Start of Block
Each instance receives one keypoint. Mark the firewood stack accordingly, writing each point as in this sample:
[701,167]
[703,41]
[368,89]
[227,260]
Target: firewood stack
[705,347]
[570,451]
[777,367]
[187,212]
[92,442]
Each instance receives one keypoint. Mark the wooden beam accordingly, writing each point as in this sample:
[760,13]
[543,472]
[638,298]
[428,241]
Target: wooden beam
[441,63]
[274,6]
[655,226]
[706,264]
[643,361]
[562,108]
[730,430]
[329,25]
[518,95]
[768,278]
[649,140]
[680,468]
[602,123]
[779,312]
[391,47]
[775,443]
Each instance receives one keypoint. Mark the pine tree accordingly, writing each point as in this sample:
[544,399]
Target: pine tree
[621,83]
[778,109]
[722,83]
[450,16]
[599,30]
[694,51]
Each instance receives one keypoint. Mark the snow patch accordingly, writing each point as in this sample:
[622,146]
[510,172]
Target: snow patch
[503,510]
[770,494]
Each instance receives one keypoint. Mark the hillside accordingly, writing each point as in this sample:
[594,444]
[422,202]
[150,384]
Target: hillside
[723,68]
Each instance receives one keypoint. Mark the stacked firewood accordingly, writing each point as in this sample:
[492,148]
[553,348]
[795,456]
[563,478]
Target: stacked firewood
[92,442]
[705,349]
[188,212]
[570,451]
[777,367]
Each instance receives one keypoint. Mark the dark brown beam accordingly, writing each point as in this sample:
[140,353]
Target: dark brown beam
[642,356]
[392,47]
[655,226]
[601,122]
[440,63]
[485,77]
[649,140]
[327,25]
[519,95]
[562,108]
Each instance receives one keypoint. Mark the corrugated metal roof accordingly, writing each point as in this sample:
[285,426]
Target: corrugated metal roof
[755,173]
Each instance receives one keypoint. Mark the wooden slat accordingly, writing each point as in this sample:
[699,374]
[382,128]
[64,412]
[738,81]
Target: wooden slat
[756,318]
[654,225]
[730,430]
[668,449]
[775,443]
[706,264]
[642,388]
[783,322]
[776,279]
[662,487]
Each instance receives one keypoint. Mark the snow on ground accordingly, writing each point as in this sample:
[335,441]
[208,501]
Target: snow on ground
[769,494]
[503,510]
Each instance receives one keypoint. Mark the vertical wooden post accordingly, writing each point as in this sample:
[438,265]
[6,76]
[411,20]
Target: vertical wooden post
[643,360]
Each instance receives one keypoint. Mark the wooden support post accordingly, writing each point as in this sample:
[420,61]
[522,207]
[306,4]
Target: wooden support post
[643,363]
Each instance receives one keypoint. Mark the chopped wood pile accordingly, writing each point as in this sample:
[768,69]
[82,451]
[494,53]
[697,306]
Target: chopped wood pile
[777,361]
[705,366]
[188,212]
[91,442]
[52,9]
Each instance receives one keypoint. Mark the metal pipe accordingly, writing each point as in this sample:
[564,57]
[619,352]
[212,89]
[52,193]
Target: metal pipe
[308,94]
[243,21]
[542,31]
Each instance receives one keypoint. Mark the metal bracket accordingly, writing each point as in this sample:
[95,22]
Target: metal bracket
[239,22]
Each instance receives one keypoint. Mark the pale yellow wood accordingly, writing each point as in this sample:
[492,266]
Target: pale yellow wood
End of Block
WHAT NEEDS TO BE DONE:
Repeat each record word for word. Do not leave any out.

ANSWER SECTION:
Each instance receives one keypoint. Mark the firewood stack accordingly, writing each point as in this sample:
[701,167]
[703,41]
[368,89]
[227,260]
Target: firewood stack
[705,347]
[570,451]
[777,367]
[187,212]
[92,442]
Each instance receives one keypoint. Mark the wooden beam accordingly, writing each point as in this sample:
[760,13]
[543,472]
[638,298]
[428,241]
Target: wooden beam
[441,63]
[274,6]
[655,226]
[706,264]
[643,361]
[562,108]
[730,430]
[329,25]
[518,95]
[768,278]
[649,140]
[680,468]
[602,123]
[779,312]
[391,47]
[775,443]
Each instance receives one keypoint. Mark the pine tree accordingly, writing each point as in this sample:
[544,399]
Target: pine tree
[621,83]
[778,109]
[722,83]
[450,16]
[599,30]
[694,51]
Each instance receives one keypoint. Mark the snow patch accordingly, writing each point as in this sample:
[622,146]
[510,172]
Target: snow patch
[503,510]
[770,494]
Each instance receives one keypoint. Mark the hillside accordingly, writing each point as in this sample:
[594,444]
[422,202]
[150,384]
Target: hillside
[723,68]
Each instance receives one keypoint. Mark the stacked firewood accordingly, writing each point as in this sample:
[492,148]
[553,348]
[795,456]
[563,478]
Target: stacked firewood
[92,442]
[705,349]
[188,212]
[570,451]
[777,367]
Each instance receives one keypoint. Mark the dark brown beam accordingly, writing each point as in this sample:
[140,353]
Target: dark brown beam
[642,356]
[392,47]
[655,226]
[601,122]
[440,63]
[485,77]
[649,140]
[327,25]
[519,95]
[562,108]
Each instance receives one keypoint. Mark the corrugated metal roof accordingly, writing each point as in this sample:
[285,426]
Target: corrugated metal roof
[755,173]
Each instance receives one keypoint. Mark the wooden slat accordingly, writing each point as in this sample:
[699,374]
[382,128]
[64,412]
[738,81]
Target: wooden slat
[756,318]
[654,225]
[730,430]
[668,449]
[775,443]
[706,264]
[642,388]
[783,322]
[776,279]
[662,487]
Each instance receives one keypoint. Mark the snow on ground accordingly, writing each point as in this sample:
[335,441]
[208,501]
Target: snow on ground
[769,494]
[503,510]
Each instance receives one keypoint. Mark the vertical wooden post accordingly, writing each point as in this sample:
[438,265]
[6,76]
[411,20]
Target: vertical wooden post
[643,360]
Each instance receives one keypoint. Mark the wooden support post accordingly, writing each point as in this sample:
[420,61]
[522,207]
[306,4]
Target: wooden support post
[643,363]
Each instance receives one keypoint. Mark the chopped wood pile accordingly, writing each point as in this sample:
[768,69]
[82,451]
[494,53]
[697,306]
Target: chopped wood pile
[777,361]
[705,366]
[188,212]
[91,442]
[52,9]
Each instance receives one keypoint. Mark the metal pipe accordingly, writing each point as in this sample:
[564,57]
[619,352]
[212,89]
[52,193]
Target: metal pipe
[308,94]
[243,21]
[542,31]
Each instance receives one keypoint. Mark the metal bracket accordingly, writing each point as in this sample:
[95,22]
Target: metal bracket
[239,22]
Each instance receives one keypoint. Mark the pale yellow wood accordingly, writing each point as in this sample:
[492,266]
Target: pale yellow wood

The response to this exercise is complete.